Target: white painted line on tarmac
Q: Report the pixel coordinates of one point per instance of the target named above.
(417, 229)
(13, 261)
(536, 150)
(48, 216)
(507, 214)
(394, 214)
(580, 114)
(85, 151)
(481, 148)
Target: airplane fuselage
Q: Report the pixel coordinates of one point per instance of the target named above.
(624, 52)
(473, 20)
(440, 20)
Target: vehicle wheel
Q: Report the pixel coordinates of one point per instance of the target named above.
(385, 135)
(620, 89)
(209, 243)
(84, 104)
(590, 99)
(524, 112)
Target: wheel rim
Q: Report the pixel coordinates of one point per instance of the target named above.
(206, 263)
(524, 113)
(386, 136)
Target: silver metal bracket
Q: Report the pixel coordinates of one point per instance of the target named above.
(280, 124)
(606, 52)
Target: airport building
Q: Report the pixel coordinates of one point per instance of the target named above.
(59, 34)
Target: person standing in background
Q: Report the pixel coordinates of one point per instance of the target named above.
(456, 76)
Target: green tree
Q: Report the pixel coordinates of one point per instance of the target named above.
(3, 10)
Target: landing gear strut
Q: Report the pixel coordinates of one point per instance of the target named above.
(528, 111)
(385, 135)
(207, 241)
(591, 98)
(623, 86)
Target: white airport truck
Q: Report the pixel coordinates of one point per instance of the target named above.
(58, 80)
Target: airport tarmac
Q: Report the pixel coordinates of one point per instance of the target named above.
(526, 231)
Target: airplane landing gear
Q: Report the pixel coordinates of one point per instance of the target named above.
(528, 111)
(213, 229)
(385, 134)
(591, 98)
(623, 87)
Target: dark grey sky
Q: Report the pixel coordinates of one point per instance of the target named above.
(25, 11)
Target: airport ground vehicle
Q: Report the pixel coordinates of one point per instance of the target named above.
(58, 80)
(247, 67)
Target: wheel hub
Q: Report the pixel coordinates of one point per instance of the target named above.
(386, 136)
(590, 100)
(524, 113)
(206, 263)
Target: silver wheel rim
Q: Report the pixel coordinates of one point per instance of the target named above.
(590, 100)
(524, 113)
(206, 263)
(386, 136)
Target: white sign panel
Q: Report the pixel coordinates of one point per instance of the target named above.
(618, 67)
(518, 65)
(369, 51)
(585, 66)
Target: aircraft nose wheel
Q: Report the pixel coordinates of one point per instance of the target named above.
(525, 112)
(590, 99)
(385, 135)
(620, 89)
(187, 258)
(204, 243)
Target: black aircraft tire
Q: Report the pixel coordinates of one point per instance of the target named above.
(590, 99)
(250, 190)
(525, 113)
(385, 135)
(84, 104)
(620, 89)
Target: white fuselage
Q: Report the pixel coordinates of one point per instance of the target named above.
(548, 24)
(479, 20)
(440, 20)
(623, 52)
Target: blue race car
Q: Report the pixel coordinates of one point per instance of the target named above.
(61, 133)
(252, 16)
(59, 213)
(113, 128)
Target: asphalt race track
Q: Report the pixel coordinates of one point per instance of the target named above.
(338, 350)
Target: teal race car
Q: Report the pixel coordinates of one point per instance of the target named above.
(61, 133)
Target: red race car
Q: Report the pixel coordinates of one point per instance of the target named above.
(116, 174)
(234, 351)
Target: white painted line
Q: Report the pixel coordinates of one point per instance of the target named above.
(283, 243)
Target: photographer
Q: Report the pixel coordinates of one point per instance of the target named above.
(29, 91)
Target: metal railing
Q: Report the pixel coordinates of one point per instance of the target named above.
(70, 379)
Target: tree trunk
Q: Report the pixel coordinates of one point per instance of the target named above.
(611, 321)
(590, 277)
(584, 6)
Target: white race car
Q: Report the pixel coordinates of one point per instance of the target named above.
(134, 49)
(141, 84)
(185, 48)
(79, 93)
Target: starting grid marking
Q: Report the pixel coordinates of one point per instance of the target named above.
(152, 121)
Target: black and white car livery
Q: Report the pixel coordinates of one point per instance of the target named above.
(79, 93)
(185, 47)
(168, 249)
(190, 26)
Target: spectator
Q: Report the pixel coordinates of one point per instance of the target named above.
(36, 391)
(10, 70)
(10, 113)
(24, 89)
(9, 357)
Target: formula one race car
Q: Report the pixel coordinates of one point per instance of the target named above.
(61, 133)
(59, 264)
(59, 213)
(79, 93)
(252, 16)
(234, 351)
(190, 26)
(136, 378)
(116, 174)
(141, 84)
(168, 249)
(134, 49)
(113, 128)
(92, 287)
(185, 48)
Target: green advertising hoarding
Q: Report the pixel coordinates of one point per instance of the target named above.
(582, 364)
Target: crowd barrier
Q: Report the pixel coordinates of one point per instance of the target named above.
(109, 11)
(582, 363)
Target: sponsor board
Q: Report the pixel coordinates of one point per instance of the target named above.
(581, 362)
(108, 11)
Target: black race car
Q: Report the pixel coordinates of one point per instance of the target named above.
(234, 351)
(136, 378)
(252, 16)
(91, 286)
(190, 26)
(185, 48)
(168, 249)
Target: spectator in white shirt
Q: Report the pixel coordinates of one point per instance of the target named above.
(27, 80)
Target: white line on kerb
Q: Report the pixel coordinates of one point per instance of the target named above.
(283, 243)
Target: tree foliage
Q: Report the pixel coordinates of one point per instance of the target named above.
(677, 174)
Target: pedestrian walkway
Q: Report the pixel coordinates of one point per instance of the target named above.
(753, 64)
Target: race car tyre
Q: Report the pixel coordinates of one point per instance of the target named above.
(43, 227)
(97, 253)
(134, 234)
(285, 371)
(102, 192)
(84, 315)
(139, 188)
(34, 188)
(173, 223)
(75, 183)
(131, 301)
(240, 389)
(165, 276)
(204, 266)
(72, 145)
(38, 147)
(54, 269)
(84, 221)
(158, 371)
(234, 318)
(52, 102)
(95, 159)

_____

:: THE PROBLEM ::
Would you please copy the material above exactly, with nothing left out?

:: EXPECTED ANSWER ::
Target: white painted line on tarmac
Q: Report the pixel coordinates of one point per instance of the target named above.
(417, 229)
(13, 261)
(536, 150)
(48, 216)
(507, 214)
(394, 214)
(580, 114)
(85, 151)
(481, 148)
Target: airplane fuselage
Q: Report the pixel coordinates of one point per instance of the target named above.
(624, 52)
(473, 20)
(440, 20)
Target: vehicle wheel
Q: Report the pixel coordinates of one point per instance of the target named above.
(385, 135)
(620, 89)
(209, 243)
(84, 104)
(590, 99)
(524, 112)
Target: wheel rim
Q: Report the pixel coordinates of one point per instance of the target named above.
(206, 263)
(524, 113)
(386, 136)
Target: silver metal bracket
Q: Report the pixel coordinates of one point per instance of the target named above.
(280, 124)
(606, 52)
Target: airport building
Q: Report the pixel coordinates of one point per instance of the target named above.
(59, 34)
Target: person standing in background
Q: Report the pixel coordinates of one point per instance of the target named above.
(456, 76)
Target: green tree
Q: Report the pixel coordinates of one point per instance of the target named above.
(3, 10)
Target: landing gear strut
Q: Report the pixel coordinates of one point per instance of the target named above.
(528, 111)
(385, 135)
(207, 241)
(591, 98)
(623, 86)
Target: white airport truck
Q: Report the pixel coordinates of one point per instance of the target named above.
(58, 80)
Target: airport tarmac
Q: Report the pixel coordinates of one point per instance of the target named above.
(526, 231)
Target: airplane landing gear
Q: Report the pixel coordinates of one point per instance of the target named above.
(528, 111)
(213, 229)
(385, 134)
(591, 98)
(623, 87)
Target: dark grey sky
Q: Report the pixel coordinates of one point per instance of the target named above.
(25, 11)
Target: airport ground vehicle
Q: Report the pixel coordinates of one point per instance of the target named above.
(58, 80)
(247, 67)
Target: wheel hub
Q: Report the pixel coordinates of one point per instance of the target named above.
(386, 136)
(590, 100)
(524, 113)
(206, 263)
Target: silver wheel rim
Q: Report the pixel coordinates of one point per instance of the target named above.
(590, 100)
(524, 113)
(206, 263)
(386, 136)
Target: white sign panel
Q: Report the pixel coordinates of one point per instance of the target named above.
(618, 67)
(518, 65)
(369, 51)
(585, 66)
Target: aircraft nose wheel
Q: Report the pixel coordinates of one point per instance of the target named above.
(525, 112)
(590, 99)
(385, 135)
(620, 89)
(187, 258)
(204, 243)
Target: black aircraft tire
Q: Report the pixel coordinates of one point per instance of the target named above.
(590, 99)
(250, 190)
(525, 113)
(385, 135)
(84, 104)
(620, 89)
Target: white fuselage
Q: Report the pixel coordinates of one point per instance of the target named above.
(548, 24)
(479, 20)
(440, 20)
(623, 52)
Target: blue race car
Q: Report the pixel coordinates of one point per instance of the target named above.
(61, 133)
(252, 16)
(59, 213)
(113, 128)
Target: asphalt race track
Q: Report the pixel coordinates of one point per instance of the target named above.
(338, 350)
Target: teal race car
Q: Report the pixel coordinates of one point per instance of the target named above.
(61, 133)
Target: red race car
Q: Report the pixel coordinates of one point per instance of the target named above.
(116, 174)
(234, 351)
Target: white painted line
Q: Report the pixel coordinates of one point per instance of the target named above.
(283, 243)
Target: photographer
Q: Report the pixel coordinates of one point per instance of the target named above.
(29, 91)
Target: metal railing
Q: Report the pixel coordinates of one point per instance of the target named above.
(70, 379)
Target: tree trunk
Q: Report the pixel coordinates of one point per instance of the target named above.
(611, 321)
(590, 277)
(584, 6)
Target: white race car
Q: Report the pixel coordinates of one point per instance of the target named above.
(134, 49)
(141, 84)
(185, 48)
(79, 93)
Target: starting grid marking
Q: Report the pixel coordinates of one point per instance of the target named above.
(152, 121)
Target: black and white car livery
Q: Report the pixel coordinates of one point per instance of the target named above.
(79, 93)
(185, 47)
(168, 249)
(190, 26)
Target: spectator
Q: Report the pixel coordinates of one point per instance of the target named above.
(36, 391)
(10, 70)
(10, 113)
(24, 89)
(9, 357)
Target: formula one race car
Q: Report the pixel coordinates of one point per instance of the target named above.
(61, 133)
(59, 264)
(59, 213)
(79, 93)
(252, 16)
(234, 351)
(190, 26)
(136, 378)
(116, 174)
(141, 84)
(168, 249)
(134, 49)
(113, 128)
(92, 287)
(185, 48)
Target: green advertising hoarding
Q: Report the pixel coordinates of one point per instance of the target named above.
(582, 364)
Target: crowd barrier
Q: Report the pixel coordinates of one point per instance of the target named above.
(109, 11)
(582, 363)
Target: sponsor board
Q: Report the pixel coordinates of one point per instance of the target named above.
(581, 362)
(108, 11)
Target: black race car
Q: Report the pixel coordinates of one point per instance of the target named above.
(234, 351)
(136, 378)
(252, 16)
(91, 286)
(190, 26)
(185, 48)
(168, 249)
Target: spectator in white shirt
Q: Report the pixel coordinates of one point per instance of the target named above.
(27, 80)
Target: white line on kerb
Q: Report the pixel coordinates of one point per instance of the target named above.
(283, 243)
Target: tree foliage
Q: Report the pixel coordinates of one point per instance of the target named above.
(677, 174)
Target: pedestrian walkway
Q: Report the pixel coordinates of one point per instance of the target named above.
(753, 64)
Target: race car tyre
Q: Report the pixel coordinates of one point per instance of the target named above.
(43, 227)
(97, 253)
(134, 234)
(285, 371)
(102, 192)
(84, 315)
(139, 188)
(34, 188)
(173, 223)
(75, 183)
(131, 301)
(240, 389)
(165, 276)
(204, 266)
(72, 145)
(38, 147)
(54, 269)
(84, 221)
(158, 371)
(234, 318)
(52, 102)
(95, 159)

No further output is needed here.